Please read the records below and return each line holding the string "rack".

INFORMATION —
☆ ☆ ☆ ☆ ☆
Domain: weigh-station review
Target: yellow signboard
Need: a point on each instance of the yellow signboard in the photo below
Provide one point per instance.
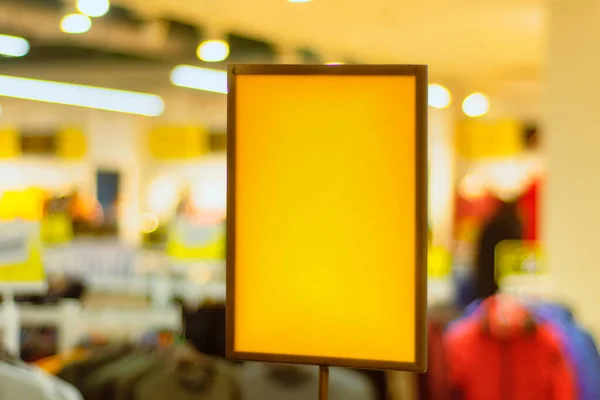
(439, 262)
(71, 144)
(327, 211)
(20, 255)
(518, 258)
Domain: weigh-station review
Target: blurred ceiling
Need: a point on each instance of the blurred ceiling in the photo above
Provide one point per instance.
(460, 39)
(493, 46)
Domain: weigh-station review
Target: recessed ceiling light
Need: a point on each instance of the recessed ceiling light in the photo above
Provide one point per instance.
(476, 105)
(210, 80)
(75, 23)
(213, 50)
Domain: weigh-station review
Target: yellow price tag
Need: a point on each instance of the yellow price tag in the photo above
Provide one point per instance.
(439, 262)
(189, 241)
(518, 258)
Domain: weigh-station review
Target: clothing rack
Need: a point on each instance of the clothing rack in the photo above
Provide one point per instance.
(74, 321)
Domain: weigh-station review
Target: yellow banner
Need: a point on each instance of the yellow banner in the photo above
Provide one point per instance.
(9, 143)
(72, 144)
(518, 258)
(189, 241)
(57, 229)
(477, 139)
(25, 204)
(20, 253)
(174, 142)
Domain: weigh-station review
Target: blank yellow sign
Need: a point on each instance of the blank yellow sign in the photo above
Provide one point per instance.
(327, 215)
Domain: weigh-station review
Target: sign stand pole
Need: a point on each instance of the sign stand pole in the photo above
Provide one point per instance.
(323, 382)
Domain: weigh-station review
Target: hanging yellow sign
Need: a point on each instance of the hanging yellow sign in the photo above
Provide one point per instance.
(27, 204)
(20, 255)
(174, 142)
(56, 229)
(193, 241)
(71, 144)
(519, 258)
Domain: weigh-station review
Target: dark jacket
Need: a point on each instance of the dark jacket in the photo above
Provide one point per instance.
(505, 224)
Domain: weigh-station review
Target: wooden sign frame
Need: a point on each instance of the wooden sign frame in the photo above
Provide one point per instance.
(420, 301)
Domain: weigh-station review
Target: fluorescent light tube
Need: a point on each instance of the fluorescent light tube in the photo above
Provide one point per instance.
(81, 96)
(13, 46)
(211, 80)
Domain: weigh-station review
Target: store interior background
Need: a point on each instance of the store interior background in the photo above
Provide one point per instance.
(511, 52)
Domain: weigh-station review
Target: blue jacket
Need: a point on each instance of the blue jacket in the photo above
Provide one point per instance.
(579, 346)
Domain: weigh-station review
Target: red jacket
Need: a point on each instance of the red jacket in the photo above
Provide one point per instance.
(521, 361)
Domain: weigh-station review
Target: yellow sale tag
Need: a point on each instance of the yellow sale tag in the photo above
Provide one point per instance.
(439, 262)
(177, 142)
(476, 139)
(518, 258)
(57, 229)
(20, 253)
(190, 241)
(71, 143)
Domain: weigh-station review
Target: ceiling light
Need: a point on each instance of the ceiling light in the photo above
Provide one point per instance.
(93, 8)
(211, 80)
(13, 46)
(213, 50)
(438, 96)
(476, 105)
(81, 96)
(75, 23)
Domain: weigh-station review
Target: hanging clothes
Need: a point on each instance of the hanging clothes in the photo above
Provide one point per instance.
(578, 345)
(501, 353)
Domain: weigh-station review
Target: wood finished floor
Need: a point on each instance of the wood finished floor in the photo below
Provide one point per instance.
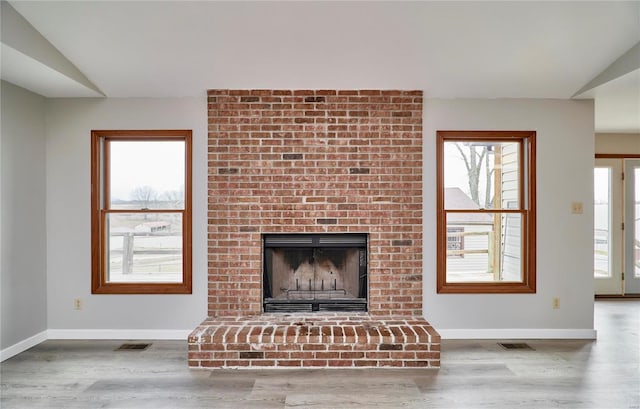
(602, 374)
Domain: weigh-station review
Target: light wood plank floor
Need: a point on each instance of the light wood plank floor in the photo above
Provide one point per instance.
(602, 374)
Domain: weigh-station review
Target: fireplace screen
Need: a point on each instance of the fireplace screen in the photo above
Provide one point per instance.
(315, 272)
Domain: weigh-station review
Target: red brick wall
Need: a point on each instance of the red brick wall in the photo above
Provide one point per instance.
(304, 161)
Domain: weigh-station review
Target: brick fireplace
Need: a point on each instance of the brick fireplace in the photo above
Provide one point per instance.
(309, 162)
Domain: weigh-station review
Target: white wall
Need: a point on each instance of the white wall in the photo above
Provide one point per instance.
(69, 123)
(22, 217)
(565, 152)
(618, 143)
☆ ☆ ☆ ☆ ☆
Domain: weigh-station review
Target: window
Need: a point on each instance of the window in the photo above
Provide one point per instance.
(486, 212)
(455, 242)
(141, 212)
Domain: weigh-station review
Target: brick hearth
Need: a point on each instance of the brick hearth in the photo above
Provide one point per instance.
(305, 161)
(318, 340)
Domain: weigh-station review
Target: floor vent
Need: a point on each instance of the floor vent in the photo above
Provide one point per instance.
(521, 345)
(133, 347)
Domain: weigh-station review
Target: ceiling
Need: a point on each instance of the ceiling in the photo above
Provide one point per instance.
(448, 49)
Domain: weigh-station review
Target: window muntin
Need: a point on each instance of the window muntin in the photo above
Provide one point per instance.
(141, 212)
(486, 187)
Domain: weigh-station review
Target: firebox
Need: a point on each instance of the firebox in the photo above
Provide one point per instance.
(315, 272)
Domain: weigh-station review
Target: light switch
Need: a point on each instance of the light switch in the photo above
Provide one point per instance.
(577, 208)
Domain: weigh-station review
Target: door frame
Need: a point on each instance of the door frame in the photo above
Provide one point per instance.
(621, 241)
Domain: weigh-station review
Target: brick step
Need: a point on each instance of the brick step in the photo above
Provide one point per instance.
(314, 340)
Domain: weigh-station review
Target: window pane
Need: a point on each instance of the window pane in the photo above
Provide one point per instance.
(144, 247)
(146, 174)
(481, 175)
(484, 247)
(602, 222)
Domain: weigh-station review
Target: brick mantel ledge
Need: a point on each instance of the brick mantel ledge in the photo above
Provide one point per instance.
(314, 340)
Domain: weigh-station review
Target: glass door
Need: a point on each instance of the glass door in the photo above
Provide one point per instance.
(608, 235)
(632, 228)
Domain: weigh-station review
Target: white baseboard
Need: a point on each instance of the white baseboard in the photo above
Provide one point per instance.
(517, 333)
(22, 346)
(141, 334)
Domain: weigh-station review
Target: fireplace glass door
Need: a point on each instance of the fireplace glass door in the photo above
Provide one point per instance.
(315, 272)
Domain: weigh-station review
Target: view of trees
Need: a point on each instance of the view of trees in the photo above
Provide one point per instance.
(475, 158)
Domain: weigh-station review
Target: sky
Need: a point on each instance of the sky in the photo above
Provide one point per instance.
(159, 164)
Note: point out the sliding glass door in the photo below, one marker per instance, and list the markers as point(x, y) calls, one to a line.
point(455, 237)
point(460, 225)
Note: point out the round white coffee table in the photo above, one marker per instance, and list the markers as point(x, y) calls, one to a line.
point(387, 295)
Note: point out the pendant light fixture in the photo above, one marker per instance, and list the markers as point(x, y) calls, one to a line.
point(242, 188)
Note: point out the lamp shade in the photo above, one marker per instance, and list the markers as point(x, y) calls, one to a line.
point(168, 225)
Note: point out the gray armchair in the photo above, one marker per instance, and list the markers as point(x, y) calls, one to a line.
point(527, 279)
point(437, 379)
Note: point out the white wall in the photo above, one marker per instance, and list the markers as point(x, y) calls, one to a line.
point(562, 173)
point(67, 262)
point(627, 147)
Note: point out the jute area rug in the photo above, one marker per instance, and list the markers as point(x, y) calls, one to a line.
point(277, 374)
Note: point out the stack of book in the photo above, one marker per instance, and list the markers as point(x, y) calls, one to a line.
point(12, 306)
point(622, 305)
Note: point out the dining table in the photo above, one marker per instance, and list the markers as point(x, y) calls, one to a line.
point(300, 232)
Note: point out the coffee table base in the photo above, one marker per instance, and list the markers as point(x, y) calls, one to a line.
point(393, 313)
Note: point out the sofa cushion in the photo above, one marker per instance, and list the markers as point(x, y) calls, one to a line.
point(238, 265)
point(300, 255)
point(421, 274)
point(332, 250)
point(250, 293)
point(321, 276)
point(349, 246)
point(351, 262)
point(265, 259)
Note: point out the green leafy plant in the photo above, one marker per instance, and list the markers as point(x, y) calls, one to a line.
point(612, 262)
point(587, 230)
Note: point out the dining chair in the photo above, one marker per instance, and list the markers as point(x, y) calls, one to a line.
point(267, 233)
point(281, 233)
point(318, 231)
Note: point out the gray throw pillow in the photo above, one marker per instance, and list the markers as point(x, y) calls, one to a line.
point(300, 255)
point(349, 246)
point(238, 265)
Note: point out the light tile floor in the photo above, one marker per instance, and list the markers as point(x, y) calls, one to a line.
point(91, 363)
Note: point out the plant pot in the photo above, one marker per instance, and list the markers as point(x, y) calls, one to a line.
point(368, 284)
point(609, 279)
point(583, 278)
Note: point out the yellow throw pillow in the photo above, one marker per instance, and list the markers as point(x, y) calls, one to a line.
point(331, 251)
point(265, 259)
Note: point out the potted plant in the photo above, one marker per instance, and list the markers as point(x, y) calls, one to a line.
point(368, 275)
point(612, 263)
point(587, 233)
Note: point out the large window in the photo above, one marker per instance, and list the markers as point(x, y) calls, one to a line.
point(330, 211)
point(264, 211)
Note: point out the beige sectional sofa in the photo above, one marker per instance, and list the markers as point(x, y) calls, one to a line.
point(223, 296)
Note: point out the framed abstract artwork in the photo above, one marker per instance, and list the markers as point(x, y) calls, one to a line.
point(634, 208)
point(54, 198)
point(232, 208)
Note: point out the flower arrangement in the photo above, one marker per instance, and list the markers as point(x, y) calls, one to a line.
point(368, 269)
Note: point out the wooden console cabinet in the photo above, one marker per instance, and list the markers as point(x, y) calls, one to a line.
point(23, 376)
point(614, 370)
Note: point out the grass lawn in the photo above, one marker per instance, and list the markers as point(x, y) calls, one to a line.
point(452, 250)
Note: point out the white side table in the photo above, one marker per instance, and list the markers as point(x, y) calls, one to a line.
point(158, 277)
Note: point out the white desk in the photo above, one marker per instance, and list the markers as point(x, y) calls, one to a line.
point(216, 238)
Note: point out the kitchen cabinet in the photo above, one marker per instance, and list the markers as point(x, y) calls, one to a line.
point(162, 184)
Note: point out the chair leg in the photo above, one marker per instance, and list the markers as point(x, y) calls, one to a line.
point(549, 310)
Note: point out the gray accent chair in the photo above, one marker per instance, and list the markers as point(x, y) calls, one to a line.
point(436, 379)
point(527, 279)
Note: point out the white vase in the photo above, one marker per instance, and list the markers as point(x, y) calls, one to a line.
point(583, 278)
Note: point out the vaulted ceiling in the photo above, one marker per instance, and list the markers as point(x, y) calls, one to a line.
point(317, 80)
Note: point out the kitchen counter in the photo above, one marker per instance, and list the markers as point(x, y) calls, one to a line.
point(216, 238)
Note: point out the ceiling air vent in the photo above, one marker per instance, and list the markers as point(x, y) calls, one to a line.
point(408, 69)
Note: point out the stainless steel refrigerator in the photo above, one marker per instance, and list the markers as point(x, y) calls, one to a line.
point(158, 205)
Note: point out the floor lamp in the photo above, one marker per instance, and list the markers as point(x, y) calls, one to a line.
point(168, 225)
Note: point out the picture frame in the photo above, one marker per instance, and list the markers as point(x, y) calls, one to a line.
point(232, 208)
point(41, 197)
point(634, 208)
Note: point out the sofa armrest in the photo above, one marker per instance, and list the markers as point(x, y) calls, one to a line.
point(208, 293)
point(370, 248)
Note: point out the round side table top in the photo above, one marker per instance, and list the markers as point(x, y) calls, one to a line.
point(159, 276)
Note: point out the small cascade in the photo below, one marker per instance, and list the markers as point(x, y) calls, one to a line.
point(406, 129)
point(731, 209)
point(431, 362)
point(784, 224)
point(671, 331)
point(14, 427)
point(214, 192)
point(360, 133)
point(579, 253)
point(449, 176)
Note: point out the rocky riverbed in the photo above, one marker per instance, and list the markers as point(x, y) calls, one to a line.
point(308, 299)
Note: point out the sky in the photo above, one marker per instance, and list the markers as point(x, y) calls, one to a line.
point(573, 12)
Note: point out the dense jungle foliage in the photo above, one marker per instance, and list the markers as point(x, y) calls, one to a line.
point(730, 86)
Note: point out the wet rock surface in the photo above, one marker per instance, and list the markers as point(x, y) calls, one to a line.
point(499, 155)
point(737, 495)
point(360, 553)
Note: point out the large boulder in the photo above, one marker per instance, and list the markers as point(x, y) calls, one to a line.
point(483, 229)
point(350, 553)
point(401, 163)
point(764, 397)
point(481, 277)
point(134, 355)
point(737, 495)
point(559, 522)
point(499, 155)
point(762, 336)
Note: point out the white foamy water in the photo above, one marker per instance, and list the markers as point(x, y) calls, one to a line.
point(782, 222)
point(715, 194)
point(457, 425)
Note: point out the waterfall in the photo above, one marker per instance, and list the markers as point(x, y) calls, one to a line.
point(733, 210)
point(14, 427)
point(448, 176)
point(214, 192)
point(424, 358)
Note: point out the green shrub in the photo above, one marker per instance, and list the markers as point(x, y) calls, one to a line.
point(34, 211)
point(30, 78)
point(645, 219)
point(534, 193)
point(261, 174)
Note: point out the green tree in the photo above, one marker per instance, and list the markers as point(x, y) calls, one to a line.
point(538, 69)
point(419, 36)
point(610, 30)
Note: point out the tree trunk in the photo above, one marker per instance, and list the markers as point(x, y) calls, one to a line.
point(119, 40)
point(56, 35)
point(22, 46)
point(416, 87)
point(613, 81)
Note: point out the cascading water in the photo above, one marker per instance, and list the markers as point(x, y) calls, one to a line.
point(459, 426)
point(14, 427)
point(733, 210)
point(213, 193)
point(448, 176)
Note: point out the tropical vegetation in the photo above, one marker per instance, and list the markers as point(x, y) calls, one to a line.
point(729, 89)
☆ ☆ ☆ ☆ ☆
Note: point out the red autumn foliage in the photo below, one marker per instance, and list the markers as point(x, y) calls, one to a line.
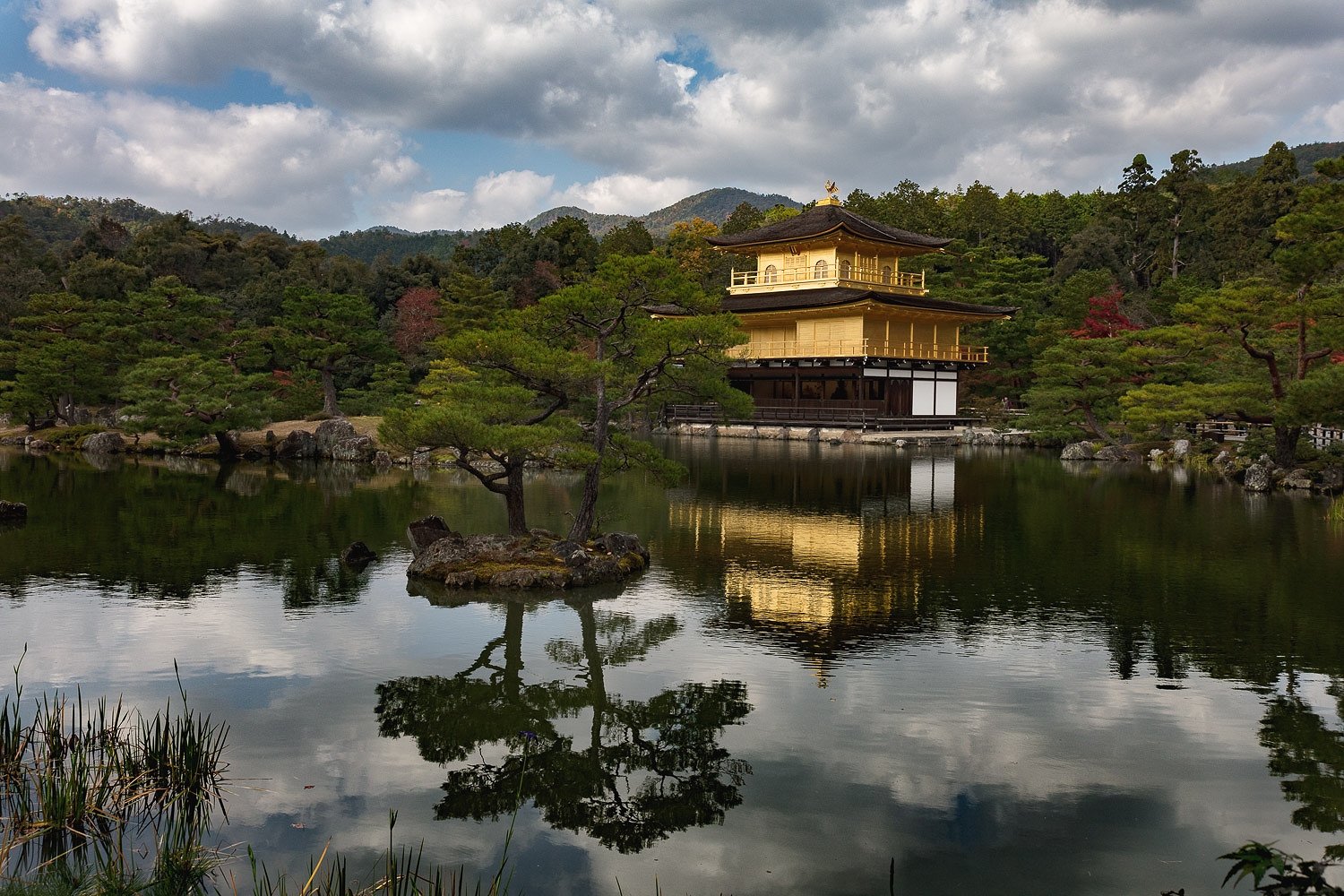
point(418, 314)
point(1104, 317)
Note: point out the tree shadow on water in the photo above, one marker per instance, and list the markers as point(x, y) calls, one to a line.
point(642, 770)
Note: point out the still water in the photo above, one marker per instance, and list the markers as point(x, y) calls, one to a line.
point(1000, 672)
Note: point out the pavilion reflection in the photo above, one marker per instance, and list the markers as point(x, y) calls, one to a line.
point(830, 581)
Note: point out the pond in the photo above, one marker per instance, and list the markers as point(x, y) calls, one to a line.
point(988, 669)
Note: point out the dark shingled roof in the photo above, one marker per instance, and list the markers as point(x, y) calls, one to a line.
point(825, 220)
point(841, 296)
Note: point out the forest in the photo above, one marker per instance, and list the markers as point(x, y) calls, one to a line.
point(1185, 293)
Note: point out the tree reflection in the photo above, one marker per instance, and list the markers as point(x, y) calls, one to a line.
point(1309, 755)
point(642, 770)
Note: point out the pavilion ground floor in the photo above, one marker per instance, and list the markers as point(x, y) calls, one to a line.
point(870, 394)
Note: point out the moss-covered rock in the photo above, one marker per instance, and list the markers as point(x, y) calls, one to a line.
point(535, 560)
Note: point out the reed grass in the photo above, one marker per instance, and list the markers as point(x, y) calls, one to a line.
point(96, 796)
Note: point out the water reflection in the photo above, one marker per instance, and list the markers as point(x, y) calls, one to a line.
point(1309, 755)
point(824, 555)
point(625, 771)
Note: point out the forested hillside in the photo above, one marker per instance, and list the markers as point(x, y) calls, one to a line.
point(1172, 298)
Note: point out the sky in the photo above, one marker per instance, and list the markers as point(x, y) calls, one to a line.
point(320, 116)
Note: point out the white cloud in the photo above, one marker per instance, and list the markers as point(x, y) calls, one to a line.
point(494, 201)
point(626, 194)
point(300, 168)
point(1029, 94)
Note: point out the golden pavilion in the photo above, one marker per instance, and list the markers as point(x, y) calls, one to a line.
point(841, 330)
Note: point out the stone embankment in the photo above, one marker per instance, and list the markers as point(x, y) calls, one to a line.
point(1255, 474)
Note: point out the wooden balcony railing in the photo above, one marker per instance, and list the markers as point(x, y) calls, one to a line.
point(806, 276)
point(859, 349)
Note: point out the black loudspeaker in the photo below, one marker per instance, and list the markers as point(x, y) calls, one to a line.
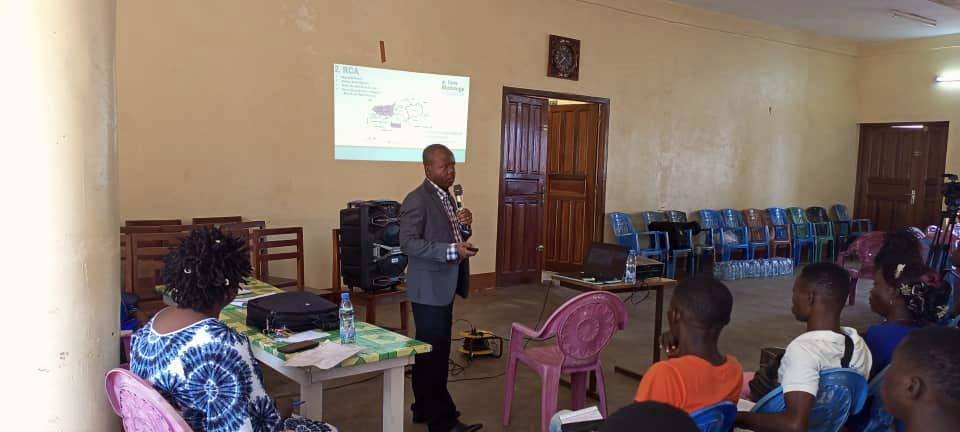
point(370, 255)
☆ ☆ ☆ ☆ ☆
RESULT BELOW —
Target: clothing rack
Need: a point on each instance of the clothing rack in the photo above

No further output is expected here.